Given instruction: Gather every line in the listing below that contains the word "beige".

Material shown:
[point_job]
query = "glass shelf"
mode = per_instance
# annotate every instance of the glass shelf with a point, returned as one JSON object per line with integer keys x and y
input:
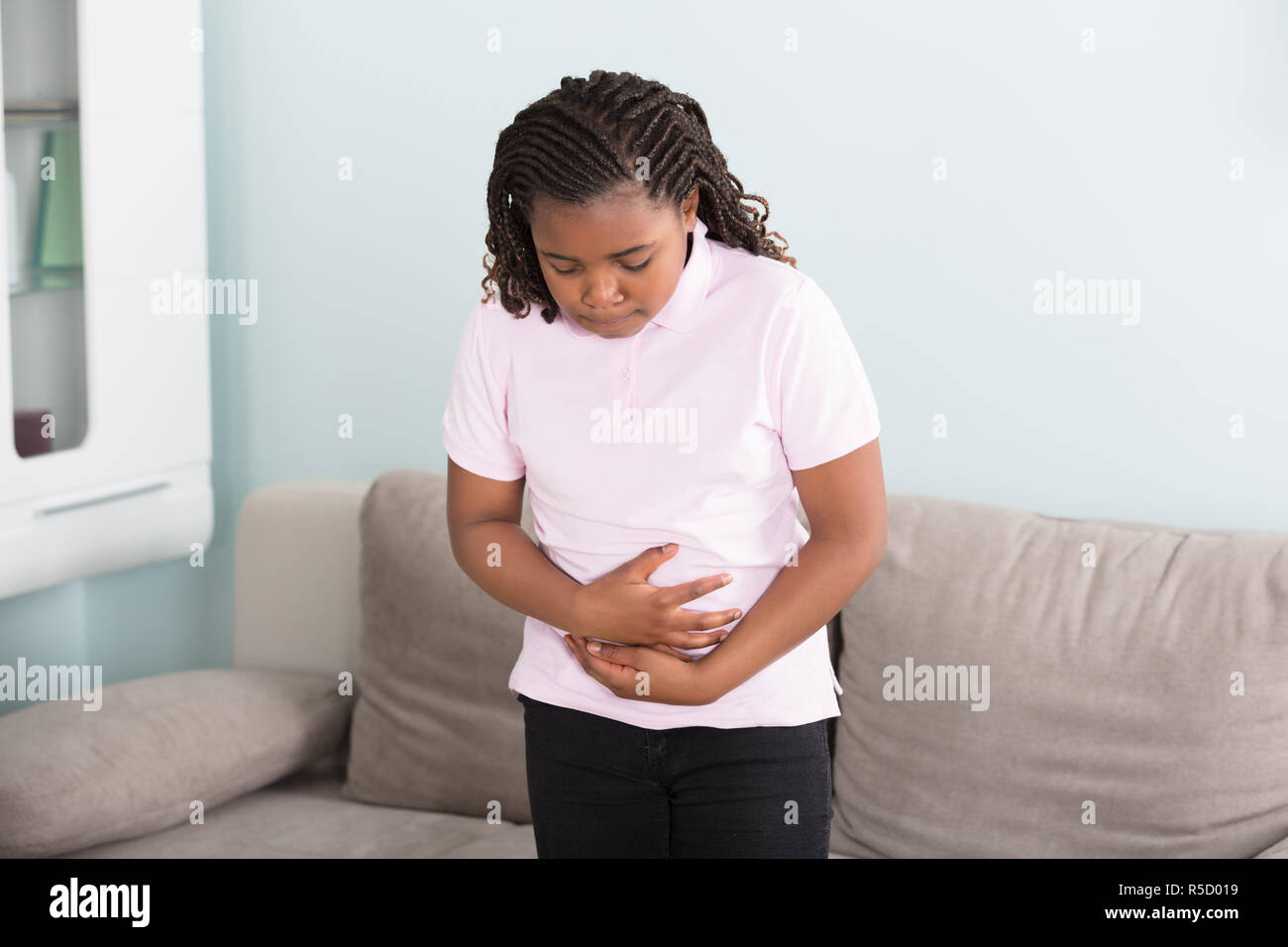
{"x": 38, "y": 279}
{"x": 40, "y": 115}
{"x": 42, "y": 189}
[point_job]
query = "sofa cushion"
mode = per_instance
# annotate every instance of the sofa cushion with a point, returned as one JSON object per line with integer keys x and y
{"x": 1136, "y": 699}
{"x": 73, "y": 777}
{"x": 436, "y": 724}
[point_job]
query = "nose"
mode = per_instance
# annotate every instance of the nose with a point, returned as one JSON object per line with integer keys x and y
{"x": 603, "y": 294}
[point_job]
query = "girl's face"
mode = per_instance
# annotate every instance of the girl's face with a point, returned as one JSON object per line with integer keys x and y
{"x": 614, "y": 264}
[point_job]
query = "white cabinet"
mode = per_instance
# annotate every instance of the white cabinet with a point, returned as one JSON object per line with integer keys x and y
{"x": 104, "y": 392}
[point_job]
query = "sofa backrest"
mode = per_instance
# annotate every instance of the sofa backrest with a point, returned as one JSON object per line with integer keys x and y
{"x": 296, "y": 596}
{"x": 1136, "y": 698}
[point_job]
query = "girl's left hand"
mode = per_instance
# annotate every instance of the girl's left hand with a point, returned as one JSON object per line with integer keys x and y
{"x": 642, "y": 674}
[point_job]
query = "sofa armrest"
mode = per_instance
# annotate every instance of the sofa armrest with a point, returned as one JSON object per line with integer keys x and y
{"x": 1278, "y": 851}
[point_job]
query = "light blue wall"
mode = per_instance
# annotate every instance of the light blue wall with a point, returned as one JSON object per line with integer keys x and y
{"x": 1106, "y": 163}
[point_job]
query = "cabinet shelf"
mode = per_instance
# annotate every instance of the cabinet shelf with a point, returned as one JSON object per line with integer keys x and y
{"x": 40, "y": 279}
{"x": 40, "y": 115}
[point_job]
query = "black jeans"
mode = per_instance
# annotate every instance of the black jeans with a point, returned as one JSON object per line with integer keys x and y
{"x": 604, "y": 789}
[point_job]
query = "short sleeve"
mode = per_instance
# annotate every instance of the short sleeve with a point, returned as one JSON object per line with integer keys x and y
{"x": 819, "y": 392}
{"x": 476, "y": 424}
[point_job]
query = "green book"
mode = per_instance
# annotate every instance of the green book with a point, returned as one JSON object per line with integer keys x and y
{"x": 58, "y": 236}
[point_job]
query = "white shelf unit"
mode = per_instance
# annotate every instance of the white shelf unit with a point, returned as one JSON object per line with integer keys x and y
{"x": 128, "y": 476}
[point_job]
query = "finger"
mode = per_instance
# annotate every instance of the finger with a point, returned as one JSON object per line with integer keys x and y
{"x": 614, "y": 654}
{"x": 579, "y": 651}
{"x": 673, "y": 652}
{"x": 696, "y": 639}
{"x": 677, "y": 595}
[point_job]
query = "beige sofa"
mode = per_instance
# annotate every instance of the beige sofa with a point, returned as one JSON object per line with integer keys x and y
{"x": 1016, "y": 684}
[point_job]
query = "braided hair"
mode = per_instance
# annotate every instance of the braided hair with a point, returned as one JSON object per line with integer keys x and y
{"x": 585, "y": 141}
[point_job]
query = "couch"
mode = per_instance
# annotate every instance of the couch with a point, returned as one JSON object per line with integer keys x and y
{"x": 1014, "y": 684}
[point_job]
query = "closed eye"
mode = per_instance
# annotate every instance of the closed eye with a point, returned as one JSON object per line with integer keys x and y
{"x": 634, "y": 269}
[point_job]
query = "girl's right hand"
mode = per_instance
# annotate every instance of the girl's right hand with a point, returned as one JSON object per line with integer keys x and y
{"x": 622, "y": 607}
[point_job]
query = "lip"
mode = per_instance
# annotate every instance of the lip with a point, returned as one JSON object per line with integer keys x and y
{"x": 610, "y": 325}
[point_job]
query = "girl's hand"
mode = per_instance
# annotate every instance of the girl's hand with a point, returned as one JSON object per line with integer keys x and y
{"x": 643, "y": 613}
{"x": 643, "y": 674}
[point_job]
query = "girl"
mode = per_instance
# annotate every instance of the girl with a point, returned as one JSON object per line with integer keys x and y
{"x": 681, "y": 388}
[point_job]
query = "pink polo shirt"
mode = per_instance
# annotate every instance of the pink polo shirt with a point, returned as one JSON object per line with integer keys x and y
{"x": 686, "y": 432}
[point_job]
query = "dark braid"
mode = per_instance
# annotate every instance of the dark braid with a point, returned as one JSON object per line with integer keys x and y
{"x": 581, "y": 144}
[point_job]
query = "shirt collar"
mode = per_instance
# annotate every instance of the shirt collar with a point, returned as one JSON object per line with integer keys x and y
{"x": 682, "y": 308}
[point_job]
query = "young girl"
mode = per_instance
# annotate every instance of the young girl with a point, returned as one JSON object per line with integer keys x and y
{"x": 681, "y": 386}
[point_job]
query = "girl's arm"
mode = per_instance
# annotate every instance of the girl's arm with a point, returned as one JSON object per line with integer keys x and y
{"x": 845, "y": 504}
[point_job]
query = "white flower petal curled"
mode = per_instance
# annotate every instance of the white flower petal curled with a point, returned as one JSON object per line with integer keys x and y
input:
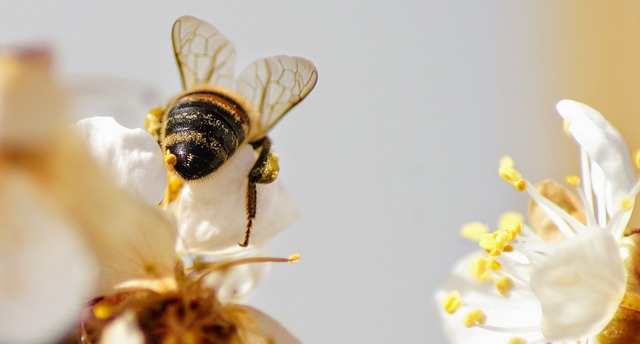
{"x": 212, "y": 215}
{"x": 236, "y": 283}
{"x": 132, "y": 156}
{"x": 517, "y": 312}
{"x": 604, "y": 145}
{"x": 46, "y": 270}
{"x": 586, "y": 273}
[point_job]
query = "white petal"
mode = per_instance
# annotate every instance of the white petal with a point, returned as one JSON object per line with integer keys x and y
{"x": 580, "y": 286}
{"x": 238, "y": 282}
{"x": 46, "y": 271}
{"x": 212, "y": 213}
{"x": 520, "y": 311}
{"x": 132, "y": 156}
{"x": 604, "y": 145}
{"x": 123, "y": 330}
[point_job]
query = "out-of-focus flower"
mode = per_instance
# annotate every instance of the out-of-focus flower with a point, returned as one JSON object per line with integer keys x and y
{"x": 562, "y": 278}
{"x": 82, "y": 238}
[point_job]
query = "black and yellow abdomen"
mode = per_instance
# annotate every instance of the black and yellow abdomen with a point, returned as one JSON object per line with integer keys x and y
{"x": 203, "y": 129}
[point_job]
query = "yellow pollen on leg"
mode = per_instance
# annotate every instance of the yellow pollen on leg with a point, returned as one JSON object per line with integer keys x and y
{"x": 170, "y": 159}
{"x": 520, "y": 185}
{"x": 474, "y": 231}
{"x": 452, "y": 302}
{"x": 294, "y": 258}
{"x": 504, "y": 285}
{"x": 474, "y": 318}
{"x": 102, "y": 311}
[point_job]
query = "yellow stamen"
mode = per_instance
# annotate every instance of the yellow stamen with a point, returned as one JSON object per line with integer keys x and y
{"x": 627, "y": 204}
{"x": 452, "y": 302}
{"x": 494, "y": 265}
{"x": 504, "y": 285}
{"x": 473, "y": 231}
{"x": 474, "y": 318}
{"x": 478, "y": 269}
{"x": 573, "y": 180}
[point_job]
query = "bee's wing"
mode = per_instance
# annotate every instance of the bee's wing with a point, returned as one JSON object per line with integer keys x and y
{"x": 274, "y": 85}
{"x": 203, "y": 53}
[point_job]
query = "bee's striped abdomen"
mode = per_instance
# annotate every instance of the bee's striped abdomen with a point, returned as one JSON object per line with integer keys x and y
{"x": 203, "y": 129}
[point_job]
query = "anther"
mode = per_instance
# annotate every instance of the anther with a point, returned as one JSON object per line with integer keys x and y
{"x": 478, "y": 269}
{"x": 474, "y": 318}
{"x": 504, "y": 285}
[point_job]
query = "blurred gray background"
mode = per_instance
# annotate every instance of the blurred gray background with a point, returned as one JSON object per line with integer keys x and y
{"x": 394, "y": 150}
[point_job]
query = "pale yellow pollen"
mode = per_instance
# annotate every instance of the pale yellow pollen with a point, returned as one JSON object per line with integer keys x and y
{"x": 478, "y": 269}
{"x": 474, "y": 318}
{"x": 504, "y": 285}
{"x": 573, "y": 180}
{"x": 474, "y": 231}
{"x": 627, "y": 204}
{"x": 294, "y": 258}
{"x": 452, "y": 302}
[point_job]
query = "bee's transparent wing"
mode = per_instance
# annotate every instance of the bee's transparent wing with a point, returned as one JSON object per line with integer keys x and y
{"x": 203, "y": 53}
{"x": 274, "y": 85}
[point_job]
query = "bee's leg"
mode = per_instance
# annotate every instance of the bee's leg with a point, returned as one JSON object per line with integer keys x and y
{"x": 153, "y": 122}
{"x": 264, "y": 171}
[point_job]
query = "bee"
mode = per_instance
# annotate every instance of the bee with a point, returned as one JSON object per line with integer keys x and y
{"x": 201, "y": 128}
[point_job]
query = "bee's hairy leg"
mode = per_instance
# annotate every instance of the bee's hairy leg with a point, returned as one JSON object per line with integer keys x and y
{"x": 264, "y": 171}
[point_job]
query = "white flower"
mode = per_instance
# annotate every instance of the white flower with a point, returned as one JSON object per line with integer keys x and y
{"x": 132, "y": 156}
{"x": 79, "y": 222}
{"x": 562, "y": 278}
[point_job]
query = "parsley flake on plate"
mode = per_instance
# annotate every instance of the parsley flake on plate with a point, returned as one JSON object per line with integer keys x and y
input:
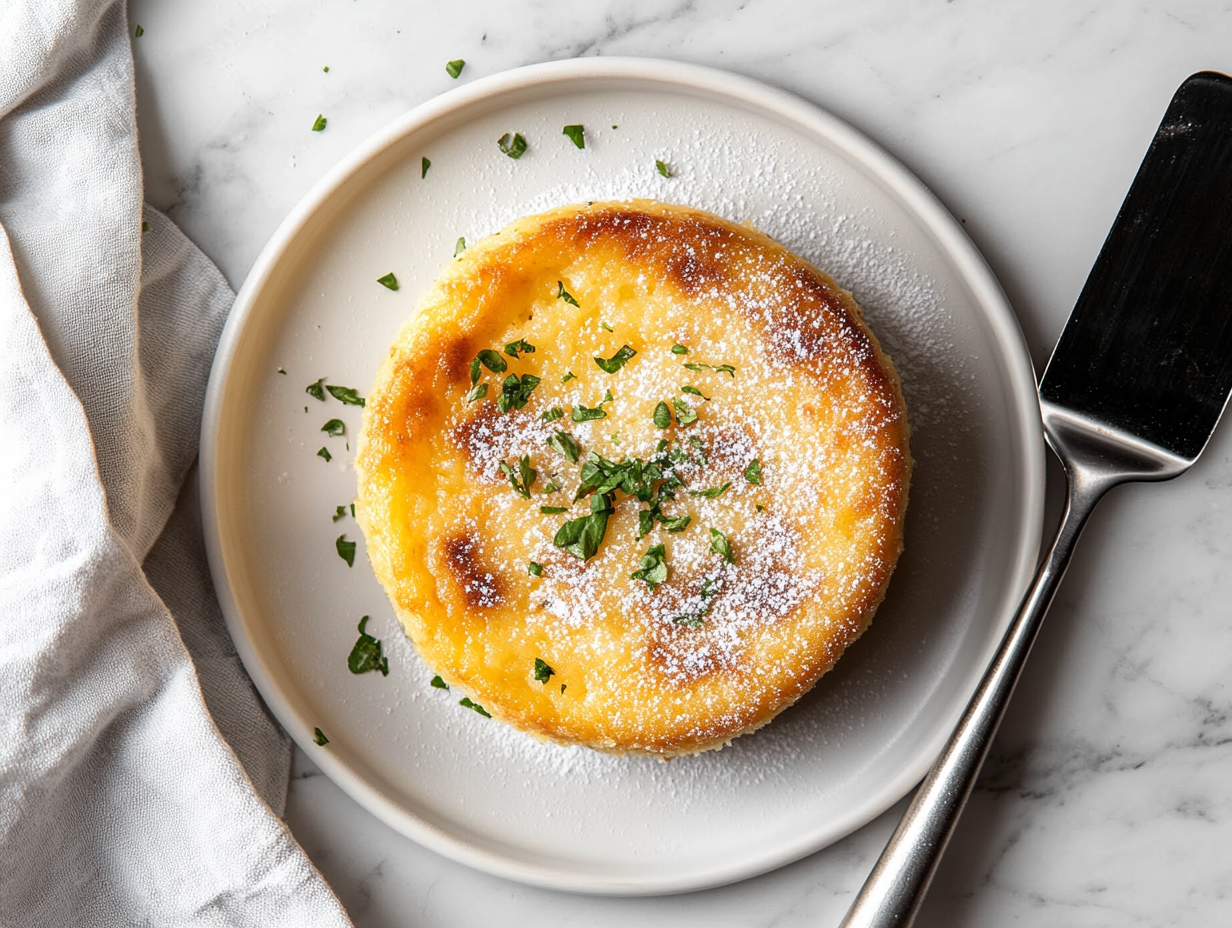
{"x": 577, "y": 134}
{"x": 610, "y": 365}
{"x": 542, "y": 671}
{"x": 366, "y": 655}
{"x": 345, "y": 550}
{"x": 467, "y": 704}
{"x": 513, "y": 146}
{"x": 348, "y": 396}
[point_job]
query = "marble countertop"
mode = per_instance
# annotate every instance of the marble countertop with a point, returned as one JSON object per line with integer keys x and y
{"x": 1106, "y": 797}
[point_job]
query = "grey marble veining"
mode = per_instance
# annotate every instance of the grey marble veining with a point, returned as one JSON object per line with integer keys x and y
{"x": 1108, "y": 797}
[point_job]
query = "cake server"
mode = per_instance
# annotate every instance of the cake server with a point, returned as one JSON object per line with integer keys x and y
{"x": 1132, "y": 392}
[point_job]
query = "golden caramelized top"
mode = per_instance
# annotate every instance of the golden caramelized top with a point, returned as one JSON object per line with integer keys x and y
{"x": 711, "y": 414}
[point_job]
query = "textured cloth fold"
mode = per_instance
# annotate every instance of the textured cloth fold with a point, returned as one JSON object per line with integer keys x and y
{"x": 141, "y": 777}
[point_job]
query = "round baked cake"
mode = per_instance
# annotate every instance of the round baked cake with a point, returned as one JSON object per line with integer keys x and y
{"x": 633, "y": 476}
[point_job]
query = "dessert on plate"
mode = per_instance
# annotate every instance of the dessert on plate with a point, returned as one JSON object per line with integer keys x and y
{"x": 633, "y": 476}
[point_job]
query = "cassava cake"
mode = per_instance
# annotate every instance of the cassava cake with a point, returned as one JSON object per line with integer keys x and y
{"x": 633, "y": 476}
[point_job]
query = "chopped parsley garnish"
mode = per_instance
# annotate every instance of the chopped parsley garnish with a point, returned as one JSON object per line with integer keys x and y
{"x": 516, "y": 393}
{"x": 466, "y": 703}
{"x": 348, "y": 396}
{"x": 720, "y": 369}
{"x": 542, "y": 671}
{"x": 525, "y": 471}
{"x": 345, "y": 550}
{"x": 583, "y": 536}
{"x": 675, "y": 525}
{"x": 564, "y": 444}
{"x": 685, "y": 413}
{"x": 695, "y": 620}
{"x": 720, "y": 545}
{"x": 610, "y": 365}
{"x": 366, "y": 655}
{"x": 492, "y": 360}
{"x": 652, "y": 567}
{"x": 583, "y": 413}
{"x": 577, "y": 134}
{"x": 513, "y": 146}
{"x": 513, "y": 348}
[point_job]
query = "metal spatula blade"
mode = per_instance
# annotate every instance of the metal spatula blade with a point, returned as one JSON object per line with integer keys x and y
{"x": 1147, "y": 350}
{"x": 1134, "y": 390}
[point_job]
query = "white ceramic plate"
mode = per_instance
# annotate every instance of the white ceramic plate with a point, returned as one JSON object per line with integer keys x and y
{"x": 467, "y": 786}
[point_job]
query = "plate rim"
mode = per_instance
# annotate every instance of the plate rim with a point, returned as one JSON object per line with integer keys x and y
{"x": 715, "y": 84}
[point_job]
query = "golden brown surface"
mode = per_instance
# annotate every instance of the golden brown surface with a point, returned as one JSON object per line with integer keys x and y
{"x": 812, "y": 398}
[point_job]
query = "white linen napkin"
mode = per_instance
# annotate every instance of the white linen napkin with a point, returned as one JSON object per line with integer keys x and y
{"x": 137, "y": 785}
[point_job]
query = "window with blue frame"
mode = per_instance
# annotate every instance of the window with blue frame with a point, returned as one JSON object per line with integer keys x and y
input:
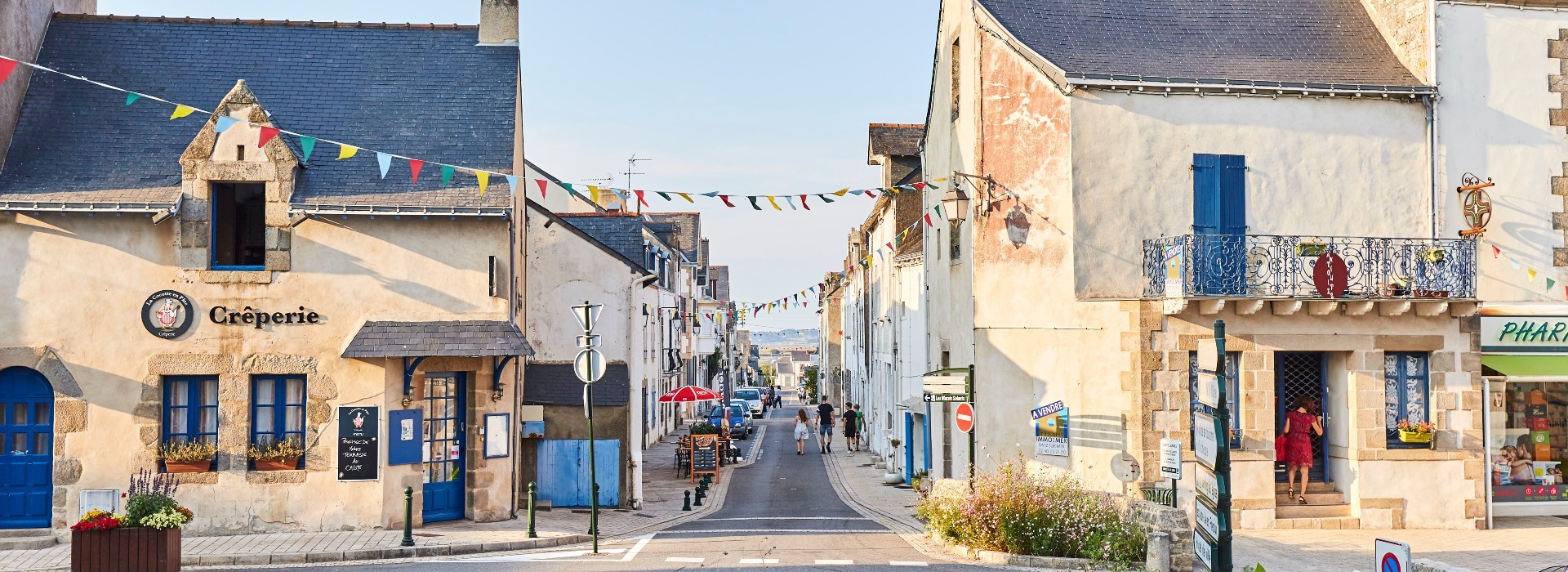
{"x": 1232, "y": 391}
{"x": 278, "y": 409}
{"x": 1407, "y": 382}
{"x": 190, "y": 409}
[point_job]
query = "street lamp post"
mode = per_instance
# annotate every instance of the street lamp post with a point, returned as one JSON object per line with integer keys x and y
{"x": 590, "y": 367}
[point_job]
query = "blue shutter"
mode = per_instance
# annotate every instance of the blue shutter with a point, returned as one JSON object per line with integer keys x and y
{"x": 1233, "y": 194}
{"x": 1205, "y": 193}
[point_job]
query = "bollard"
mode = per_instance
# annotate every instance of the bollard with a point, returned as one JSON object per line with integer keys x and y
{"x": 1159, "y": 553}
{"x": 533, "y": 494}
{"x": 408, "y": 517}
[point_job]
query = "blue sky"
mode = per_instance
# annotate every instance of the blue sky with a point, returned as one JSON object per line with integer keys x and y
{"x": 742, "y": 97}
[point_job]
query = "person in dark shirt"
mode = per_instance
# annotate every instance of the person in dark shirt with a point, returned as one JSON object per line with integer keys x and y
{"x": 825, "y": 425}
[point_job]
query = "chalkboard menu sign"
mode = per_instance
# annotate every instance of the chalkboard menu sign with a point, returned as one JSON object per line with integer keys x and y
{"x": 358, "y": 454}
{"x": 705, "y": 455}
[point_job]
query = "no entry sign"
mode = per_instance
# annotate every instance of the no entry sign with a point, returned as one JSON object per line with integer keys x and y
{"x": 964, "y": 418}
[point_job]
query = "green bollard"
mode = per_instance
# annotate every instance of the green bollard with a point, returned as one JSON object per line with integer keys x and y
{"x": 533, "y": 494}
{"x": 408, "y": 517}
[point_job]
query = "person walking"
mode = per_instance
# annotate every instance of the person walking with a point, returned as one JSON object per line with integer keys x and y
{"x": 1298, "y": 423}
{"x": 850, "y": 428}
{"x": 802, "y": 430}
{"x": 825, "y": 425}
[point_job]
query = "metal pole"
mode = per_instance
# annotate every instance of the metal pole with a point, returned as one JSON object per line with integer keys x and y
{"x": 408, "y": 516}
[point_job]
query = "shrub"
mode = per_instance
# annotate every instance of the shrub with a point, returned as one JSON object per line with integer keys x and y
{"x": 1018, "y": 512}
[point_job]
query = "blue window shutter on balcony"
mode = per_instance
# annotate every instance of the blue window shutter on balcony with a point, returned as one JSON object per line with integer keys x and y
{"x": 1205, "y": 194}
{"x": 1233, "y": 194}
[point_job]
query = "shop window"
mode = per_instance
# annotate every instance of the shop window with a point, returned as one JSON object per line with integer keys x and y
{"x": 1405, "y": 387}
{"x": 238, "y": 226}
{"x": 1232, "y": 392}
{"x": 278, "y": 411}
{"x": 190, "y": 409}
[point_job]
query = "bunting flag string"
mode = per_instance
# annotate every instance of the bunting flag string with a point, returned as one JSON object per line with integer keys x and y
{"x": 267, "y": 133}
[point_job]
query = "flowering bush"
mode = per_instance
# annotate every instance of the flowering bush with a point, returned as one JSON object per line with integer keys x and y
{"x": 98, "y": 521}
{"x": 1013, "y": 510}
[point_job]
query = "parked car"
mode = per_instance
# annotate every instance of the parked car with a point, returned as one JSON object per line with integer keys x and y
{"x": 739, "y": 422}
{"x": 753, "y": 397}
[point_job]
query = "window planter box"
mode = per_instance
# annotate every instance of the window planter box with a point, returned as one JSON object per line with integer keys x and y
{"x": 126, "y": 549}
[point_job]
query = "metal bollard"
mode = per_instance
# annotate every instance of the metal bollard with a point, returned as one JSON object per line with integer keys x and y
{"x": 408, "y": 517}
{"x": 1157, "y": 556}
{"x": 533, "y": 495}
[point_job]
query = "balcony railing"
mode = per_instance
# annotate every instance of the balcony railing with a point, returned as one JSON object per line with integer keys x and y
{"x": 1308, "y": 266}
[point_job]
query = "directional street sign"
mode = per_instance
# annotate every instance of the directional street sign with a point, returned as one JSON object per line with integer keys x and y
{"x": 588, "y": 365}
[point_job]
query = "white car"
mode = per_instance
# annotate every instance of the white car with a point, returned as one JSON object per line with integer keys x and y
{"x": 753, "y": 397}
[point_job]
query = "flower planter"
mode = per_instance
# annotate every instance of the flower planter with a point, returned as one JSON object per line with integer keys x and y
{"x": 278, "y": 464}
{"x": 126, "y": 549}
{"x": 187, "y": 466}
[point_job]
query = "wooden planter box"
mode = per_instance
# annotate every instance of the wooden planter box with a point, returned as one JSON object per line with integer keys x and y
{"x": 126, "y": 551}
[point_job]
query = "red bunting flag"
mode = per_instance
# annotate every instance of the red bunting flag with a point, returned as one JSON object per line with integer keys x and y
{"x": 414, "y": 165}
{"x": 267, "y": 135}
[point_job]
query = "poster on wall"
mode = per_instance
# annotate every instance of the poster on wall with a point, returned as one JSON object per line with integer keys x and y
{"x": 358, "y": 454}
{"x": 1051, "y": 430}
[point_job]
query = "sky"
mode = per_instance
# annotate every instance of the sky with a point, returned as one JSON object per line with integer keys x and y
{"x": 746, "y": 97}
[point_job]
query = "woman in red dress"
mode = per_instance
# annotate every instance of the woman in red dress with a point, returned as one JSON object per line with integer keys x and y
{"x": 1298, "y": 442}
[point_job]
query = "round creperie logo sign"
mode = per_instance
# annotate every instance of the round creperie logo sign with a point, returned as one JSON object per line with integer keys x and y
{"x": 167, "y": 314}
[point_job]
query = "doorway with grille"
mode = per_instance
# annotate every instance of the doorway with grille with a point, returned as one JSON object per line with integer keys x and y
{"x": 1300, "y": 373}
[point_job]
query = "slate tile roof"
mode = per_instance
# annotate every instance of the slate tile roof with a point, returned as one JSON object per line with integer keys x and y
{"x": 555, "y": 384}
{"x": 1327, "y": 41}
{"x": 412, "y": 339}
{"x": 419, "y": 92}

Correct response:
query = "beige sofa"
# annotate every instance of the beige sofa with a point, returned as one JSON object per line with integer keys x and y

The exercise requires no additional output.